• Task to complete:
Give an exact transcription limited to the lines from the one with "seated woman you see in this pic" through the end of the entries, including both; no pictures belong in it.
*** Opening of Dataset content ***
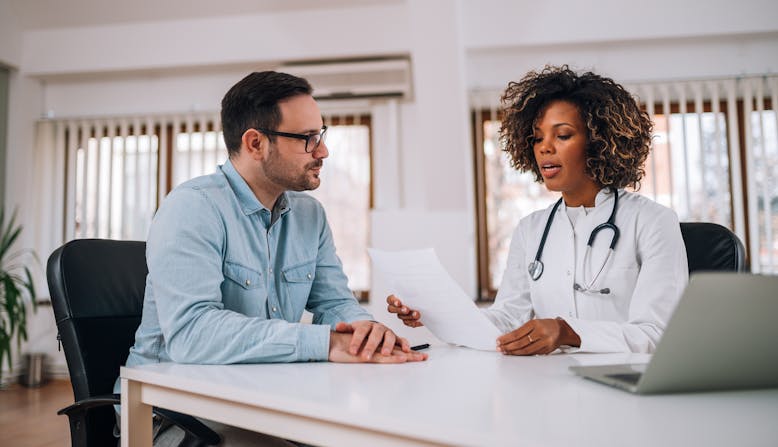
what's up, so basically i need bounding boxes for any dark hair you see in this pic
[499,65,652,189]
[220,71,313,156]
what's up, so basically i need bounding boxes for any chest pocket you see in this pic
[222,261,266,316]
[282,260,315,304]
[224,261,263,289]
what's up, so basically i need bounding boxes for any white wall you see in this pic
[464,0,778,93]
[0,1,22,68]
[4,0,778,377]
[21,4,410,76]
[374,0,476,299]
[4,72,47,381]
[467,34,778,97]
[41,69,257,118]
[462,0,778,50]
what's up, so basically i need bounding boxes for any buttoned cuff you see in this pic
[296,323,331,362]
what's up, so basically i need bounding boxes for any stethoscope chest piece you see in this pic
[528,260,544,281]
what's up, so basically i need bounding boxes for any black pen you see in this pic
[410,343,430,351]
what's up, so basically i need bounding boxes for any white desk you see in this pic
[121,346,778,446]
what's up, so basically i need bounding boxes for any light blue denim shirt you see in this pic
[124,159,372,369]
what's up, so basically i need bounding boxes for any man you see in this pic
[119,71,426,445]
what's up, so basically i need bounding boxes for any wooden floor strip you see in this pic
[0,379,73,447]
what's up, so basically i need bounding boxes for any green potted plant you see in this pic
[0,208,37,386]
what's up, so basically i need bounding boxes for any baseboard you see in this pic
[1,362,71,386]
[47,364,70,380]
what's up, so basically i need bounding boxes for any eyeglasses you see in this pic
[257,126,328,153]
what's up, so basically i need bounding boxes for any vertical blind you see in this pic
[630,76,777,274]
[471,74,778,293]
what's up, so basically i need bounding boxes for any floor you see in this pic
[0,379,73,447]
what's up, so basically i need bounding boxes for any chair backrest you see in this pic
[680,222,747,273]
[47,239,147,445]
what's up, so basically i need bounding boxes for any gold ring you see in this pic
[528,334,533,343]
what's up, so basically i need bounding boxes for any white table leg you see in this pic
[121,377,153,447]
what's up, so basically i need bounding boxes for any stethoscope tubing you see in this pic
[528,188,620,285]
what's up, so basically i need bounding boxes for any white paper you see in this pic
[368,248,501,351]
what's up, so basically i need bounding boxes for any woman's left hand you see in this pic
[497,318,581,355]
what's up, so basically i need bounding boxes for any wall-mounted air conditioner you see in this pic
[279,57,412,100]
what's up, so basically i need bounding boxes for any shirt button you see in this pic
[269,268,273,274]
[307,273,312,279]
[272,306,278,312]
[245,279,251,286]
[566,271,571,276]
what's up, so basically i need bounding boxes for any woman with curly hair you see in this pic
[388,65,688,355]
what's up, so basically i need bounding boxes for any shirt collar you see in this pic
[559,187,622,212]
[270,193,290,225]
[220,158,291,217]
[594,187,622,207]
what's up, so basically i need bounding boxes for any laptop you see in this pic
[569,272,778,394]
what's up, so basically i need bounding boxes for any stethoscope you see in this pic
[527,188,620,294]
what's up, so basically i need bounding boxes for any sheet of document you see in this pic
[369,248,501,351]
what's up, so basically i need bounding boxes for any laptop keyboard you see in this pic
[606,372,643,385]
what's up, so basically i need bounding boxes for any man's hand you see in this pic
[386,295,424,328]
[496,318,581,355]
[329,320,426,363]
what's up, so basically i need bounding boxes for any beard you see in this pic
[263,145,323,192]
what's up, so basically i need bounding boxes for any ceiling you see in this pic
[6,0,401,30]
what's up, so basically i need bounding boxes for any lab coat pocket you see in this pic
[599,265,639,316]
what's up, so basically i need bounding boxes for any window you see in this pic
[472,110,556,298]
[749,106,778,270]
[69,121,159,241]
[643,104,732,224]
[171,118,227,190]
[473,75,778,299]
[309,115,372,296]
[44,111,374,297]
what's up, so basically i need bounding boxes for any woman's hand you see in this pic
[386,294,424,328]
[497,318,581,355]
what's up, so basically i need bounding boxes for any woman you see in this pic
[388,65,688,355]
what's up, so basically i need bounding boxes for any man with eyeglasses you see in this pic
[117,71,426,446]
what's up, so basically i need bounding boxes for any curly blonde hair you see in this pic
[499,65,652,189]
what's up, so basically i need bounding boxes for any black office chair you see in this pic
[680,222,747,273]
[47,239,220,447]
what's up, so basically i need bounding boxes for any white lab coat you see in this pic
[482,188,688,353]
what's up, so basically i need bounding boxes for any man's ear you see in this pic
[241,129,266,159]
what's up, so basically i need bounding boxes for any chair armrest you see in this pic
[57,394,119,415]
[57,394,222,445]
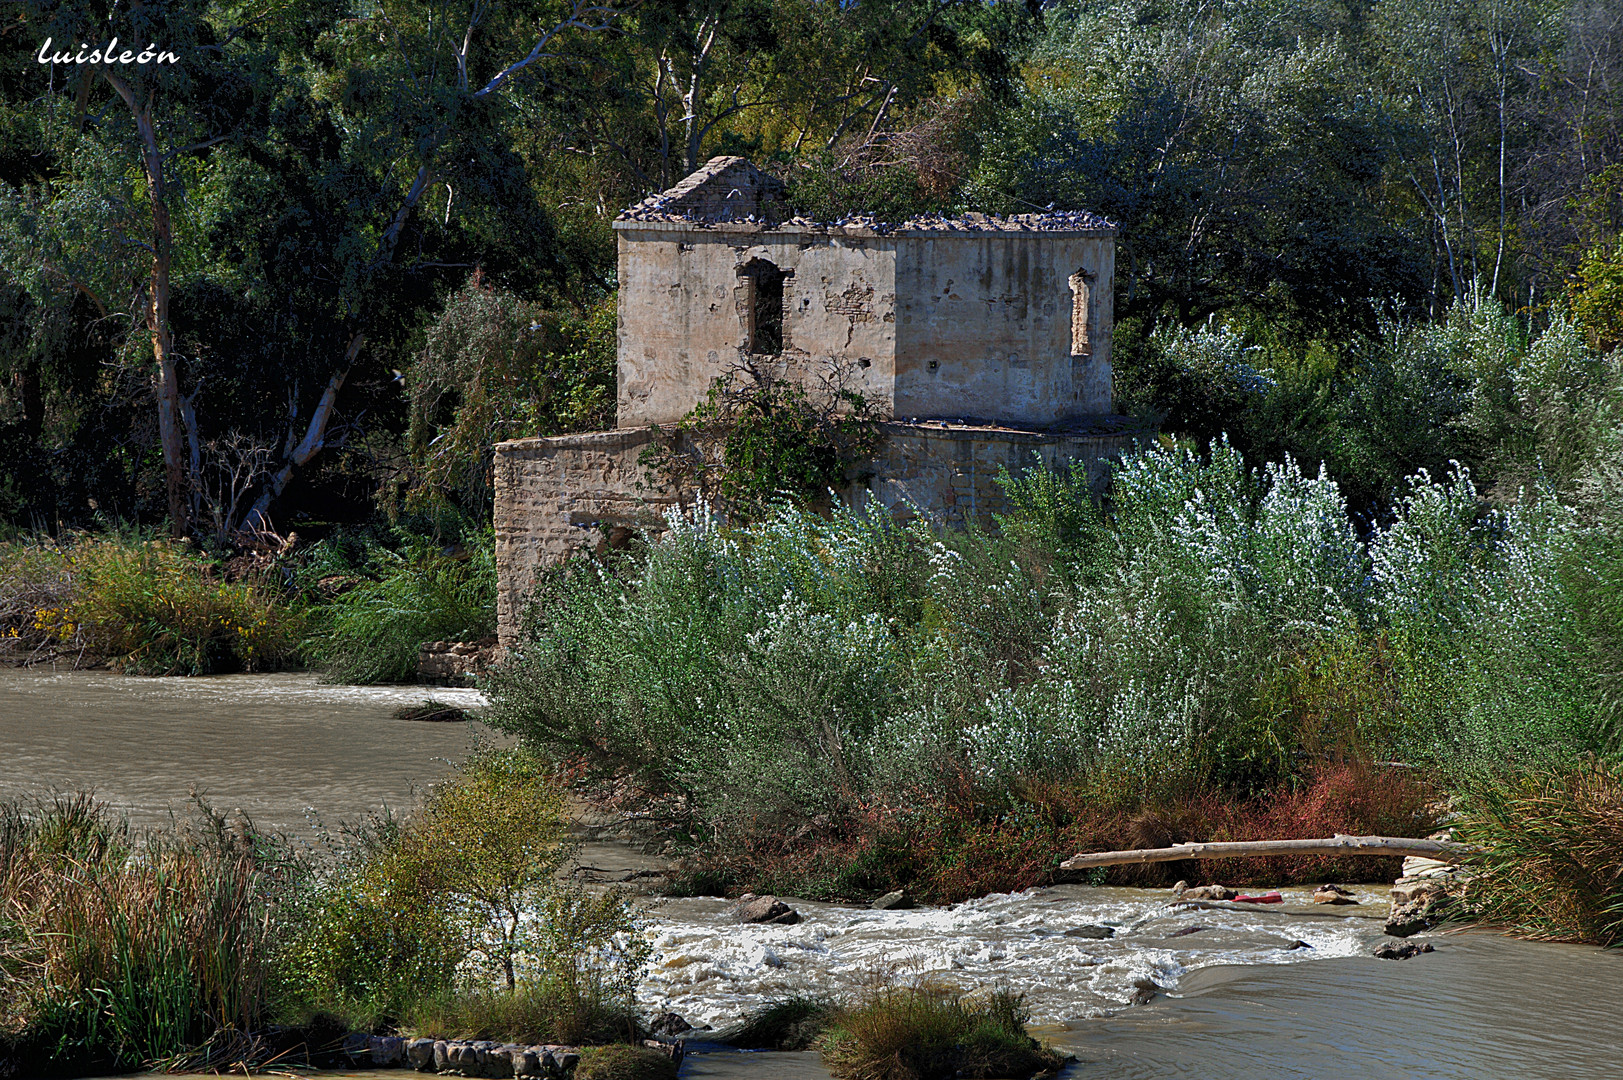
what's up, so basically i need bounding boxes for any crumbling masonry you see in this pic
[494,158,1146,642]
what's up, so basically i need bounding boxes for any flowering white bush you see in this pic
[486,433,1612,829]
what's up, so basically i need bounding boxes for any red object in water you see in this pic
[1234,891,1284,904]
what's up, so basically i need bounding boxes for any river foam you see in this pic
[635,884,1387,1027]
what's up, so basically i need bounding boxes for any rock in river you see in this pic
[1064,924,1117,939]
[1313,884,1359,905]
[736,894,801,924]
[1176,883,1236,901]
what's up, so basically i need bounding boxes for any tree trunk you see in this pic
[1058,834,1467,872]
[105,72,190,537]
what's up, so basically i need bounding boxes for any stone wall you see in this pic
[613,224,1114,431]
[494,420,1147,644]
[855,420,1142,528]
[493,427,671,644]
[614,226,901,428]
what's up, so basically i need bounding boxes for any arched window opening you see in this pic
[739,259,787,354]
[1069,269,1093,358]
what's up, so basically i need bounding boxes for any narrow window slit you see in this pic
[740,259,787,355]
[1070,269,1093,358]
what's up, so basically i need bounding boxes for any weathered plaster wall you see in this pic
[892,233,1114,424]
[614,227,899,428]
[615,224,1114,430]
[493,422,1145,643]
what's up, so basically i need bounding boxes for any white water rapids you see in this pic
[634,884,1387,1028]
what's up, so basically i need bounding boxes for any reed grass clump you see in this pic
[1456,761,1623,946]
[0,795,279,1075]
[817,985,1064,1080]
[301,529,496,684]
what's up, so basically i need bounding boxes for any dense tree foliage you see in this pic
[0,0,1619,533]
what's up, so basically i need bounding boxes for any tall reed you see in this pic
[0,796,277,1073]
[1456,762,1623,946]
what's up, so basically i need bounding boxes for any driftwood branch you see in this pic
[1059,834,1467,871]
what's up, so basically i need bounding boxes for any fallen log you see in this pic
[1059,833,1468,871]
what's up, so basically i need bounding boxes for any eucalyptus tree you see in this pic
[1,0,621,536]
[234,0,621,533]
[1367,0,1548,307]
[550,0,1035,195]
[3,0,277,534]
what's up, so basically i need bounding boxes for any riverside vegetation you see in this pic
[485,293,1623,940]
[0,750,653,1077]
[0,514,494,679]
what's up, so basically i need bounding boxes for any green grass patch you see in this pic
[818,985,1065,1080]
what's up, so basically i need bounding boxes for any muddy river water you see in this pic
[4,669,1620,1078]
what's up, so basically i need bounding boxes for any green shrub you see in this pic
[0,532,300,674]
[274,751,649,1038]
[492,437,1611,832]
[817,986,1063,1080]
[640,368,883,519]
[1571,238,1623,354]
[303,526,496,684]
[271,812,462,1027]
[406,280,616,512]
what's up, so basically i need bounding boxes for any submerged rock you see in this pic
[1374,941,1435,960]
[1064,923,1116,939]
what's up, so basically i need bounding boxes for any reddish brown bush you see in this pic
[670,765,1438,903]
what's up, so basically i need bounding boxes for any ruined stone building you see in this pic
[494,158,1145,641]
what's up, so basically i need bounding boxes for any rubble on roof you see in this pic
[616,156,1115,233]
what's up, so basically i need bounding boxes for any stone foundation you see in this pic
[416,639,501,686]
[494,418,1149,644]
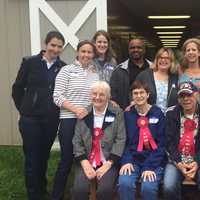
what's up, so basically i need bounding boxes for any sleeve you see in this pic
[108,109,126,164]
[194,131,200,165]
[142,111,167,171]
[165,110,181,164]
[72,119,88,163]
[12,58,30,111]
[53,66,69,107]
[120,112,133,165]
[110,69,120,104]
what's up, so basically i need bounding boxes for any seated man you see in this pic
[118,80,166,200]
[72,81,126,200]
[163,81,200,200]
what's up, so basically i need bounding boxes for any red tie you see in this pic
[137,116,158,152]
[89,128,104,167]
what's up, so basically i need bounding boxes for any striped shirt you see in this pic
[53,60,99,118]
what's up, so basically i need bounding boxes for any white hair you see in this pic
[90,81,111,98]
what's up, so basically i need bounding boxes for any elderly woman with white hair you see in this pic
[72,81,126,200]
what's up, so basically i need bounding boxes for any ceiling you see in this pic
[107,0,200,49]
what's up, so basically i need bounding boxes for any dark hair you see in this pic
[92,30,116,62]
[45,31,65,45]
[77,40,96,54]
[131,80,150,93]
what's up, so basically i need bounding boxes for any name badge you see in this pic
[149,117,159,124]
[105,116,115,122]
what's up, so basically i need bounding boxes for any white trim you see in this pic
[29,0,107,55]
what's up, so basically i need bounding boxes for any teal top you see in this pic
[179,73,200,88]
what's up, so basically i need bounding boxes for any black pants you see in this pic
[19,115,59,200]
[72,164,118,200]
[51,118,77,200]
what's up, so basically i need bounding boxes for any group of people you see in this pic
[11,29,200,200]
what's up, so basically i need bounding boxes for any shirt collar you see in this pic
[93,103,108,117]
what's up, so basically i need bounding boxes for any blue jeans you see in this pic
[163,163,200,200]
[118,164,163,200]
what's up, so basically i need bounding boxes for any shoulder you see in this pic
[165,105,178,117]
[58,59,67,67]
[137,68,153,78]
[149,105,165,118]
[114,59,129,71]
[60,63,79,72]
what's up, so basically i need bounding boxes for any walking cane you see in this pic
[90,178,97,200]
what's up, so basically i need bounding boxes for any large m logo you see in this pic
[29,0,107,54]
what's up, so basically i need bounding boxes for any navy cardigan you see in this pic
[121,105,167,171]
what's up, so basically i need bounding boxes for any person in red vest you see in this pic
[163,81,200,200]
[118,80,166,200]
[72,81,126,200]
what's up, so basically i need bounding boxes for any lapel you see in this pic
[102,109,116,130]
[84,103,116,134]
[85,110,94,134]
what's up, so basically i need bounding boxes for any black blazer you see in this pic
[165,105,200,165]
[136,68,178,108]
[12,51,66,118]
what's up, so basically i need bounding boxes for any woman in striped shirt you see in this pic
[51,40,99,200]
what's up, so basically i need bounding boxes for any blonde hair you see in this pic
[90,81,111,98]
[181,38,200,71]
[151,47,177,74]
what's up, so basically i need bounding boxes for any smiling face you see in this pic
[185,42,200,64]
[45,37,64,60]
[90,87,109,111]
[95,34,109,57]
[77,44,95,67]
[178,92,198,113]
[128,39,145,61]
[157,51,171,72]
[132,88,149,107]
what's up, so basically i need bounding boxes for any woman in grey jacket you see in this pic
[136,47,178,113]
[72,81,126,200]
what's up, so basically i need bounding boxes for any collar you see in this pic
[42,56,57,67]
[93,103,108,117]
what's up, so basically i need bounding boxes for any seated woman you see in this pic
[72,81,126,200]
[118,80,166,200]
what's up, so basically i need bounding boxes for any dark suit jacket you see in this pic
[166,104,200,166]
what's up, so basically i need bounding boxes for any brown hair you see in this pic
[131,80,150,94]
[92,30,116,62]
[45,31,65,45]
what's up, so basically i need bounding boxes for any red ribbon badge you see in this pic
[89,128,104,167]
[137,116,158,152]
[178,119,196,156]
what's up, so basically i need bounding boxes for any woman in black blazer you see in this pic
[136,47,178,113]
[12,31,66,200]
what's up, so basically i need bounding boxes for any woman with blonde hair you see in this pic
[179,38,200,90]
[136,47,178,113]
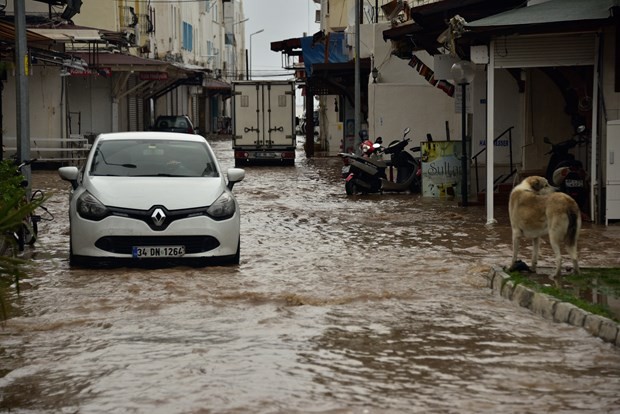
*** Close of Dataset content ***
• Task solution:
what's up, so basically i need bounding boxes for any seated woman you see in this pic
[72,81,126,200]
[118,80,166,200]
what's up, so basically i need bounding boxes for any dark suit jacket you see in this pic
[166,104,200,166]
what's up, so basically i need bounding boxes for any brown hair you see in this pic
[131,80,150,94]
[92,30,116,62]
[45,31,65,45]
what's up, so basically i need bounding boxes for any red ribbon badge you see in this pic
[89,128,104,167]
[137,116,158,152]
[178,119,196,156]
what's up, so basically i need bounding boxes for any woman in black blazer you see in this pic
[136,47,178,113]
[12,31,66,200]
what's up, so basically i need bounding boxes for any woman with blonde hair you see in this pic
[179,38,200,90]
[136,47,178,113]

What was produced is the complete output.